Aufgaben.
#1 Fasse den Artikel über die Phil-Turm-Blockade in zwei Sätzen zusammen.
#2 Gib den Artikel über die Phil-Turm-Blockade von den Worten „Die GAL Fraktion“ bis einschließlich der Worte „Innenstadt blockiert werden.“ wortgetreu wieder.

Vorliegender Text.

______

Kein „sozialer NC“!

■ Phil-Turm-Blockade: Uni-Reform erhitzt die Gemüter

Blockade des Uni-Betriebes gestern mittag: Der Phil-Turm ist besetzt, die Wachposten vor den beiden Aufgängen lassen nur noch Professoren durch. Ein junger Mann springt auf einen der Infotische im Foyer: „Es geht um euch, ihr dürft nicht mehr weggucken!“, ruft er seinen Kommilitonen zu.

Einige Studenten bleiben stehen, hören ihm zu. Andere schlendern weiter, lesen die Flugblätter, die ständig verteilt werden. Drei junge Frauen maulen: „Wir müssen unser Referat für kommende Woche vorbereiten. Alles ist so unorganisiert.“

Es ist ein gemischtes Aktionspublikum, daß sich an diesem Tag mit Hochschulpolitik auseinandersetzen muß. Für die meisten kam die Blockade überraschend: Ein am vergangenen Donnerstag nach den bundesweiten Uni-Protesten gegründeter Aktionsrat hatte diese übers Wochenende geplant.

Grund für die Spontanbesetzung: das berüchtigte „Eckwertepapier“, das die Reformvorschläge der Landeskultusminister-Konferenz umfaßt. Die Studenten erbost vor allem die Einführung der Regelstudienzeit von neun Semestern - bei Überschreitung droht die Zwangsexmatrikulation - und die Aufteilung des Studiums in Grund- und „wissenschaftliches Hauptstudium“.

„Werden die Reformen durchgesetzt, bekommen wir eine Elite-Uni mit sozialem Numerus Clausus“, protestiert Sören Niemann, der Student vom Infotisch. Wer nebenbei arbeiten muß, brauche nahezu das Doppelte an Studienzeit. SPD-Mitglied Niemann unkt: „Früher mußten wir uns nur mit der CDU rumschlagen, jetzt trägt die SPD dieses Papier.“ Auch Elisabeth Frank unterstützt den Protest: „Ich bekomme im nächsten Jahr ein Baby, könnte also nie die Regelstudienzeit einhalten“, sagt sie.

Die Mehrzahl der Professoren reagiert wohlwollend, sogar unterstützend. Der Hamburger Universitätspräsident Jürgen Lüthje erklärt sich solidarisch mit seinen Studenten. Spontan formiert sich ein Zug von Zuhörern, strömt zum nicht besetzten „Wiwi“-Bunker, um dort die Veranstaltungen zu sprengen. Tausend Studenten demonstrieren um 15 Uhr zum Rathausmarkt.

Die GAL Fraktion läßt ihren Hochschulabgeordneten Martin Jörß sprechen: „Der Protest der Studenten muß endlich ernstgenommen werden.“ Der heute zur Wiederwahl gestellte Wissenschaftssenator Leo Hajen wird aufgefordert, seine Unterstützung des Eckwertepapiers zurüchzunehmen. Die Besetzung zieht weitere Kreise. Der Asta ruft zur Blockade auf: Am Freitag soll die Hamburger Innenstadt blockiert werden.

______

Gespeicherte Einträge
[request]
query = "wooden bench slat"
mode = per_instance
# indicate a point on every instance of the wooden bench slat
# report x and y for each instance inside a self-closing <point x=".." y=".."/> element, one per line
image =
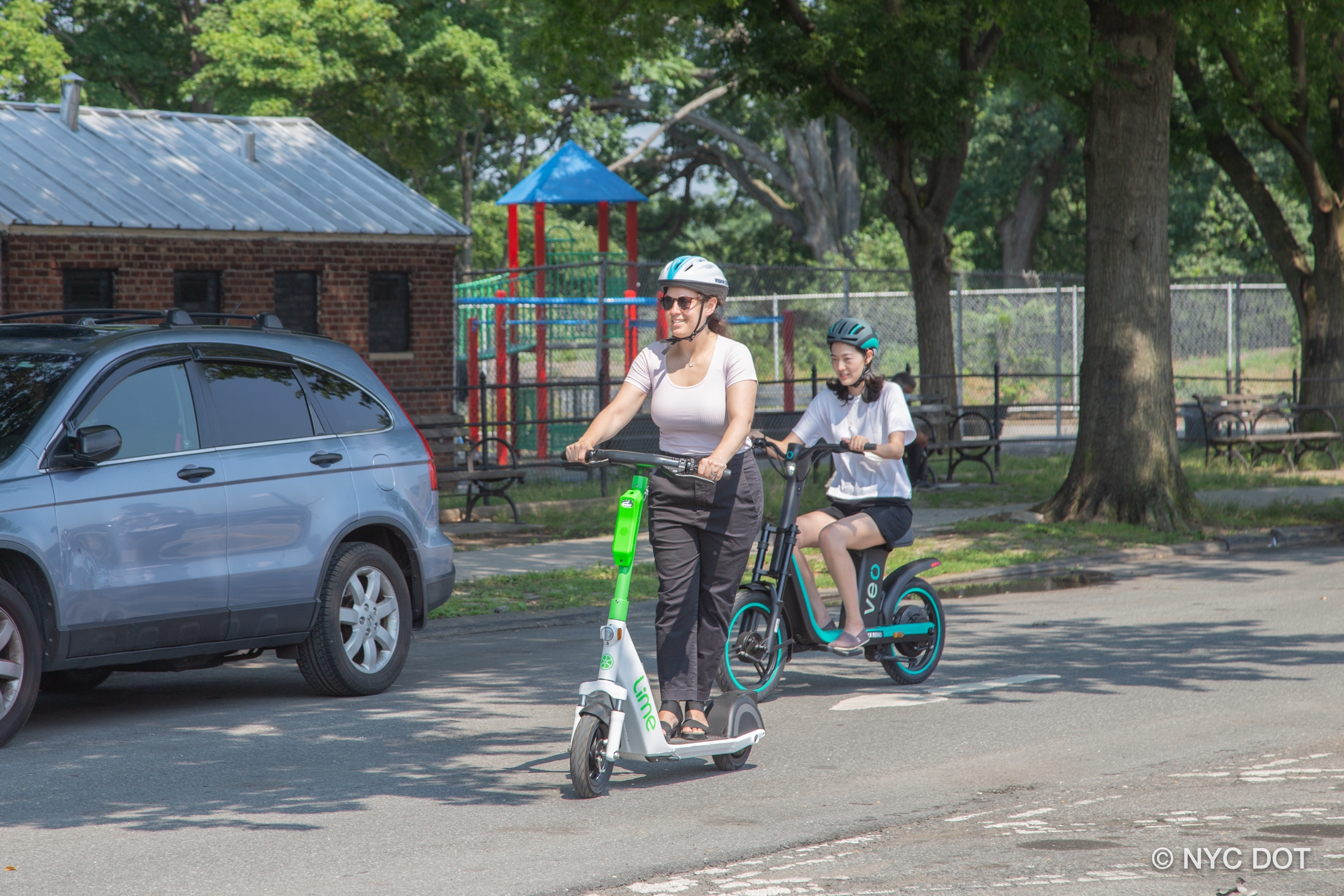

______

Lösungen.
#1 Studenten besetzten den Phil-Turm und blockierten den Uni-Betrieb, um gegen das „Eckwertepapier“ der Landeskultusminister-Konferenz zu protestieren, das vor allem eine Regelstudienzeit von neun Semestern mit drohender Zwangsexmatrikulation vorsieht. Die Mehrzahl der Professoren und Universitätspräsident Jürgen Lüthje reagierten wohlwollend bis solidarisch, tausend Studenten demonstrierten zum Rathausmarkt, und der Asta ruft dazu auf, am Freitag die Hamburger Innenstadt zu blockieren.

#2
Die GAL Fraktion läßt ihren Hochschulabgeordneten Martin Jörß sprechen: „Der Protest der Studenten muß endlich ernstgenommen werden.“ Der heute zur Wiederwahl gestellte Wissenschaftssenator Leo Hajen wird aufgefordert, seine Unterstützung des Eckwertepapiers zurüchzunehmen. Die Besetzung zieht weitere Kreise. Der Asta ruft zur Blockade auf: Am Freitag soll die Hamburger Innenstadt blockiert werden.